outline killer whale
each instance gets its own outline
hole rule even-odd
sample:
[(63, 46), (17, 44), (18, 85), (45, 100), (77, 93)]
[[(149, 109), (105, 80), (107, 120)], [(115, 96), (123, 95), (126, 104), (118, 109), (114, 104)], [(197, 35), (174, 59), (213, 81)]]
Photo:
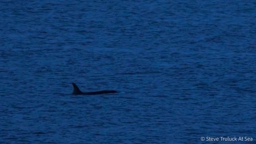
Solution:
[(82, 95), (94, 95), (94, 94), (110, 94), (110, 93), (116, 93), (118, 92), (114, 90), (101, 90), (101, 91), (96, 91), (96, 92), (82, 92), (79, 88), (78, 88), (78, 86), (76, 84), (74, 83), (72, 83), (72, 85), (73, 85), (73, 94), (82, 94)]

WHAT YOU SHOULD DO: Put the lines of the entries above into a JSON list of strings, one string per line, and leave out blank lines and the pictures.

SOLUTION FOR THIS PROBLEM:
[
  "outline killer whale",
  "each instance gets its own outline",
  "hole rule even-odd",
  "sample:",
  "[(63, 46), (17, 44), (18, 85), (45, 100), (77, 93)]",
  "[[(149, 109), (105, 80), (107, 120)], [(115, 96), (123, 95), (126, 104), (118, 109), (114, 104)], [(197, 35), (174, 59), (213, 81)]]",
  "Photo:",
  "Solution:",
  "[(82, 95), (94, 95), (94, 94), (110, 94), (110, 93), (116, 93), (118, 92), (114, 90), (101, 90), (101, 91), (96, 91), (96, 92), (82, 92), (79, 88), (78, 88), (78, 86), (76, 84), (74, 83), (72, 83), (72, 85), (73, 85), (73, 94), (82, 94)]"
]